Excerpt:
4. Differential Privacy Controls

  • Configure epsilon and delta in PrivacyConfig; defaults are ε=1.0, δ=1e-5.
  • Track privacy budget consumption per dashboard query. Deny requests when the cumulative budget exceeds thresholds.
  • Offer DP toggle per report for auditors; run DP-enabled reports by default.

5. CI/CD Integration

  1. In Jenkins/GitHub Actions, run python -m logminer_qa.cli within the secure environment where logs reside.
  2. Archive sanitized outputs and test cases only inside the bank’s artifact store.
  3. Publish Gherkin tests to the existing QA suite (e.g., Cucumber, Pytest-BDD).

6. Observability & Auditing

  • Expose Prometheus metrics (sanitized record count, DP epsilon usage, sanitizer latency).
  • Ship logs to the bank’s SIEM with sanitization metadata only; never emit raw tokens.
  • Set up audit jobs to compare raw ingestion vs sanitized outputs using synthetic data to ensure redaction fidelity.

7. Disaster Recovery

  • Backup token stores and model artefacts using encrypted snapshots.
  • Provide scripted redeployment via Helm to restore clusters within RTO objectives.
  • Ensure DP noise is seeded via secure RNG (e.g., /dev/urandom guarded by kernel policies).

Following this guide keeps LogMiner-QA compliant with banking security requirements while delivering test insights derived from production behaviour.

Given request 1: In the guide excerpt, what are the default epsilon and delta values in PrivacyConfig?
The guide excerpt has no connection to the records.

[Records pointing to named objects]
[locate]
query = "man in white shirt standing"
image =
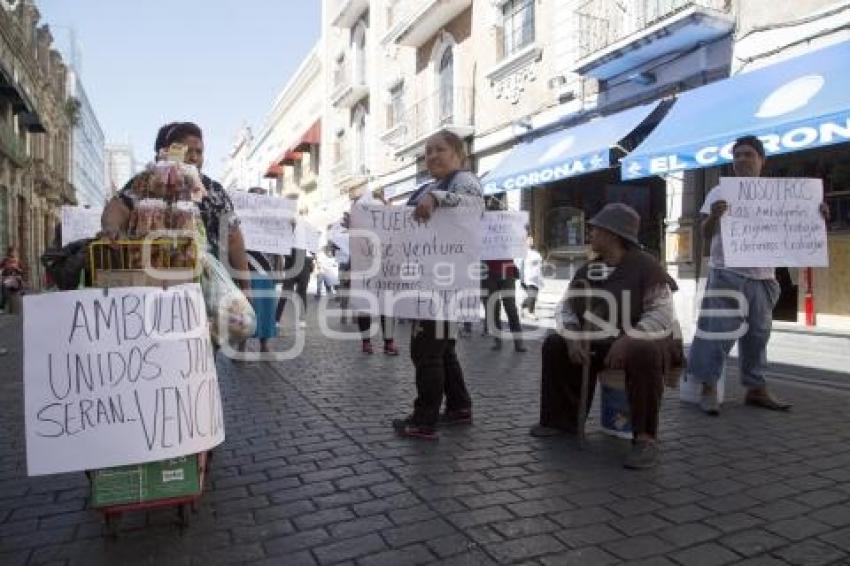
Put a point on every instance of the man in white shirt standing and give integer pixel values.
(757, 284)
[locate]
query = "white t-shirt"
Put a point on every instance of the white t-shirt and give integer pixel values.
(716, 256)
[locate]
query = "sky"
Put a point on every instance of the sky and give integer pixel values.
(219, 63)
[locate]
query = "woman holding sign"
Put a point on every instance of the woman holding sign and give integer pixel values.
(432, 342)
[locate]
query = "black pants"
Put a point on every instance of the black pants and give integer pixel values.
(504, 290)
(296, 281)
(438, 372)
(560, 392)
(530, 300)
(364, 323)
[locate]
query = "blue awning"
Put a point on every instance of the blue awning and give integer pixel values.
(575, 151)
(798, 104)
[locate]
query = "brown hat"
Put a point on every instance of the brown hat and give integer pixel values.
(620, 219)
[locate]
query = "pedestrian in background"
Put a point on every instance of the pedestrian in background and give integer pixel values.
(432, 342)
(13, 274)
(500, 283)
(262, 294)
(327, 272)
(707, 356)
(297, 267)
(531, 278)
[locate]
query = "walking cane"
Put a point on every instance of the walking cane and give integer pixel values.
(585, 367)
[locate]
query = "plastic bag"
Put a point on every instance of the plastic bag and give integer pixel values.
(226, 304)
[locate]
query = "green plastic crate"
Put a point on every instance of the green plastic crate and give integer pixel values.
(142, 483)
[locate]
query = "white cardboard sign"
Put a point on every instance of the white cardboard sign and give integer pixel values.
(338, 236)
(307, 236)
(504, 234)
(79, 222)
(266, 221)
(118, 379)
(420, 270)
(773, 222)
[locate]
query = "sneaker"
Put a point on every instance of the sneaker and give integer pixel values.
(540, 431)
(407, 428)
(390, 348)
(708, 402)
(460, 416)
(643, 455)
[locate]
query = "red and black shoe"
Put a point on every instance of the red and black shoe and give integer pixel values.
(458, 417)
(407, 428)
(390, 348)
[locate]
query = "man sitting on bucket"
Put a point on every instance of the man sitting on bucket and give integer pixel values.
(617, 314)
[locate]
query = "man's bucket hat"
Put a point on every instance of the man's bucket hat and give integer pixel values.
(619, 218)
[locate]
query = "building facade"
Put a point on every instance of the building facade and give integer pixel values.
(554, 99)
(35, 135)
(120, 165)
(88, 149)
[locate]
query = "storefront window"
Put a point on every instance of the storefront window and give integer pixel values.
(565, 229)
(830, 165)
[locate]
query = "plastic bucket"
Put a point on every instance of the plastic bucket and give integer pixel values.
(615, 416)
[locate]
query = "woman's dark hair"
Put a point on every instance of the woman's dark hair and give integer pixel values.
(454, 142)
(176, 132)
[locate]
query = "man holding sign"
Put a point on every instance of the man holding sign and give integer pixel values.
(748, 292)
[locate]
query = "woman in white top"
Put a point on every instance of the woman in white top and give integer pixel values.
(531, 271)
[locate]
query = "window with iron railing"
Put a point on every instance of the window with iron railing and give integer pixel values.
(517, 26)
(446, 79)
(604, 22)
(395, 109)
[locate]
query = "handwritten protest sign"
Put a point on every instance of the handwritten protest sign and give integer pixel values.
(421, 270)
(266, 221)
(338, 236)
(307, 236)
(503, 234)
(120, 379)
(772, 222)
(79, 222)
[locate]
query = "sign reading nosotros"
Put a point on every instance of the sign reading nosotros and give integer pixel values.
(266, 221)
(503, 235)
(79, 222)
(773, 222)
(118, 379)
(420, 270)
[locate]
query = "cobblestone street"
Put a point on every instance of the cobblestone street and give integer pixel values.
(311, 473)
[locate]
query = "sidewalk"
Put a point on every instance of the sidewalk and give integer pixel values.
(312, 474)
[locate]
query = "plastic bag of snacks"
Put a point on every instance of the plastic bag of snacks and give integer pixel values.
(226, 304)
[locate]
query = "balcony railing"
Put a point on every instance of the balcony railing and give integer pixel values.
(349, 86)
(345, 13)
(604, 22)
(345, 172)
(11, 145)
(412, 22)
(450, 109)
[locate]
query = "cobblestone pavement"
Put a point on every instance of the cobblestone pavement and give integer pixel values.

Given request 2: Show every line of the records that contains the string "blue". Matching is case-sensitive.

Task solution 1: ε=1.0 and δ=1e-5.

Task solution 2:
query = "blue awning"
Put a point on every instance of the blue awning and give integer pixel values.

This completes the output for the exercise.